**Text to read**.
Igor Drozdov requested to merge id-ssh-certificates-commit-signing into master

What does this MR do and why?

With SSH certificates initiative we've added the ability to authenticate using SSH certificates. However, it's also possible to sign commits using the certificates.

This MR adds the ability to recognize the signed commits and show a badge according to the verification status.

When a certificate is passed via -f option to ssh-keygen utility:

ssh-keygen -Y sign -f id_ed25519-cert.pub -n git message.txt

It puts the certificate as a public key information into the signature. We can use that information to verify the signature and associate it with CA configured in a group.

Related issue: Sign commits using SSH certificates (#435648 - closed)

**Written exercise A**.
Answer the following about the merge request description on SSH certificate commit signing, one line each, marked (i), (ii) and (iii).
(i) To which utility is the certificate passed, and with which option?
(ii) What does the merge request show according to a signed commit's verification status?
(iii) What number does the related issue carry?
**Written exercise B**. Carry on the merge request description about signing commits with SSH certificates, starting right after its last line.

**Dataset entries**.
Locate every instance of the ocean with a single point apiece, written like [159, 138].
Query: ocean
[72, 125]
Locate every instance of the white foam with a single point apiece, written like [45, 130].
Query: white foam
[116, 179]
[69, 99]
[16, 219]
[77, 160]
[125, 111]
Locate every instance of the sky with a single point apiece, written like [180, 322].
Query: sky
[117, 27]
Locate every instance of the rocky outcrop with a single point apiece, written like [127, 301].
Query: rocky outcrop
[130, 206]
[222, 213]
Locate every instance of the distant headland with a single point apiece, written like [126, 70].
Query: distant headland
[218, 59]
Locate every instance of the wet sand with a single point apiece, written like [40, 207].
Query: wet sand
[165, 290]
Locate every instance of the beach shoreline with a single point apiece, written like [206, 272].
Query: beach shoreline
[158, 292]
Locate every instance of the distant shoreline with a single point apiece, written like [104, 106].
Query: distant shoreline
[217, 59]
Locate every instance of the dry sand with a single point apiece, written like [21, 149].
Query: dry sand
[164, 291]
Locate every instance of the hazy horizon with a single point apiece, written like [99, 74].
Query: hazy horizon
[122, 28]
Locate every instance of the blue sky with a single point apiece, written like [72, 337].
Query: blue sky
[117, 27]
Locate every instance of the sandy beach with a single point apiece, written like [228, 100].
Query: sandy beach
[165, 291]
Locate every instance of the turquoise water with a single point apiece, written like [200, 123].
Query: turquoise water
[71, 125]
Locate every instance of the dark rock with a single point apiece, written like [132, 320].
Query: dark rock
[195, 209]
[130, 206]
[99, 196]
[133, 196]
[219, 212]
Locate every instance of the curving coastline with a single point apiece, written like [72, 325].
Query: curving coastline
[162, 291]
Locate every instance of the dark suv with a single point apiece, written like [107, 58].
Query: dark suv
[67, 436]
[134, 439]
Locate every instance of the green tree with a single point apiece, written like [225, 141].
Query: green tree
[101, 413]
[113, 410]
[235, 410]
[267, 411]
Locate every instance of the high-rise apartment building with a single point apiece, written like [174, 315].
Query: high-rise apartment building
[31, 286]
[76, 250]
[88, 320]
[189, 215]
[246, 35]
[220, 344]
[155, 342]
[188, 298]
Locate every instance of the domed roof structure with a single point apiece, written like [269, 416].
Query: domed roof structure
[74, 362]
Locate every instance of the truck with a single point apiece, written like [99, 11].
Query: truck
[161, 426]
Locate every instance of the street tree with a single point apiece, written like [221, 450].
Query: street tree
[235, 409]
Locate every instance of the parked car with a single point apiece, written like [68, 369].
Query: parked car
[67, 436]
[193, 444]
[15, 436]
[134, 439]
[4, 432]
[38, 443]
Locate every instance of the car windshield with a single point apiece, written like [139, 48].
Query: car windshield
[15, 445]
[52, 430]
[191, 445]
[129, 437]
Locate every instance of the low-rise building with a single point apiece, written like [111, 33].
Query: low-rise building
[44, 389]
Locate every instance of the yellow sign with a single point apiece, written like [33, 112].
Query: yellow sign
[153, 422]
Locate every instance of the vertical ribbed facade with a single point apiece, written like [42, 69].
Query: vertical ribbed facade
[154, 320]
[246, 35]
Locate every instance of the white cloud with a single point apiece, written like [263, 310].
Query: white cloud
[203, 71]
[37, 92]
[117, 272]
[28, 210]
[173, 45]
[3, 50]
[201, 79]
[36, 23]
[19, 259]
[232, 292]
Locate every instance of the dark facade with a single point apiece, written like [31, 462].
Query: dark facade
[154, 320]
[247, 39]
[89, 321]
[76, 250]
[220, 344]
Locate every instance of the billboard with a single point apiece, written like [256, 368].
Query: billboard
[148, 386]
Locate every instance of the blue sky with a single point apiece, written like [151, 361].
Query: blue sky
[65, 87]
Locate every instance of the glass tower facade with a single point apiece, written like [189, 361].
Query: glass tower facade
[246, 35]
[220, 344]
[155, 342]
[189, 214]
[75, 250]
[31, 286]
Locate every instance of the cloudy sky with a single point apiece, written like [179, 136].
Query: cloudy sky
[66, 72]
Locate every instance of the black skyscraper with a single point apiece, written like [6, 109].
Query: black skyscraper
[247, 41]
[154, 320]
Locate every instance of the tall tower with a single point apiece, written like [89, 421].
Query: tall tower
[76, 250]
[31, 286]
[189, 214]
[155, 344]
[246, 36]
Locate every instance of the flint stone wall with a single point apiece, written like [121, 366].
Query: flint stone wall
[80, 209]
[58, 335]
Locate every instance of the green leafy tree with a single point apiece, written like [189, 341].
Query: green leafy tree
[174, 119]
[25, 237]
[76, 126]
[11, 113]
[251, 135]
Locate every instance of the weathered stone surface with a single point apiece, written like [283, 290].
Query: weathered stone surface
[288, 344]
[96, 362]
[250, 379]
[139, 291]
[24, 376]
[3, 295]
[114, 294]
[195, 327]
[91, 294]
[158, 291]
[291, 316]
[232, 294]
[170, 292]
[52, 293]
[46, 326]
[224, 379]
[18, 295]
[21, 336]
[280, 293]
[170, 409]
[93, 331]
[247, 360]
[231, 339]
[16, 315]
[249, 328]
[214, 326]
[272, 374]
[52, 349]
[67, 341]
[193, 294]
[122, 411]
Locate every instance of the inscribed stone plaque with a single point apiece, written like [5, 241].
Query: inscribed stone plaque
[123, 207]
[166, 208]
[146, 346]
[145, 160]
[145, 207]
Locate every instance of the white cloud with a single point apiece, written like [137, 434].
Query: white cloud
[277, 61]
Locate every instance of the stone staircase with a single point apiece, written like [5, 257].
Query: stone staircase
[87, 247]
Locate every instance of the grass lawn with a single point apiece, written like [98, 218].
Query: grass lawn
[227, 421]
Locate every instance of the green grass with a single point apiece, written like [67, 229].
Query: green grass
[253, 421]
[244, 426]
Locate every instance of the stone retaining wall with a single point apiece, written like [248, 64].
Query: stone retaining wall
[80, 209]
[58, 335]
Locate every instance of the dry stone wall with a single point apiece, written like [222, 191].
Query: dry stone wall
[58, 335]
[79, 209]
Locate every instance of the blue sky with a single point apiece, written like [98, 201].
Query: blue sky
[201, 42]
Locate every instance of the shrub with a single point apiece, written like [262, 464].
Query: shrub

**Written response A**.
(i) The certificate is passed to the ssh-keygen utility with the -f option.
(ii) It shows a badge.
(iii) #435648

**Written response B**.
Steps

  1. Enable enforce_ssh_certificates_via_settings and ssh_certificates_rest_endpoints feature flags
  2. Configure the user to be an Enterprise user or just disable this line in code
  3. Generate CA: ssh-keygen -f CA -t ed25519
  4. Add CA.pub file to the a top-level group in rails c:
Groups::SshCertificates::CreateService.new(<top-level-group>, { key: <content-of-CA.pub>, title: 'ED25519 key' }, User.first).execute
  1. Issue a certificate: ssh-keygen -s CA -I admin@example.com -V +1d ~/.ssh/id_ed25519.pub, where admin@example.com is the email of your committer and ~/.ssh/id_ed25519.pub is the path to the public part of your signing SSH key
  2. Configure Git to sign commits using your SSH certificate:
[user]
...
	signingkey = /Users/.../.ssh/id_ed25519-cert.pub
[gpg]
	format = ssh
[commit]
	gpgsign = true
  1. Create a commit and push
  2. Verified label appears near your commit in GitLab (screenshot below)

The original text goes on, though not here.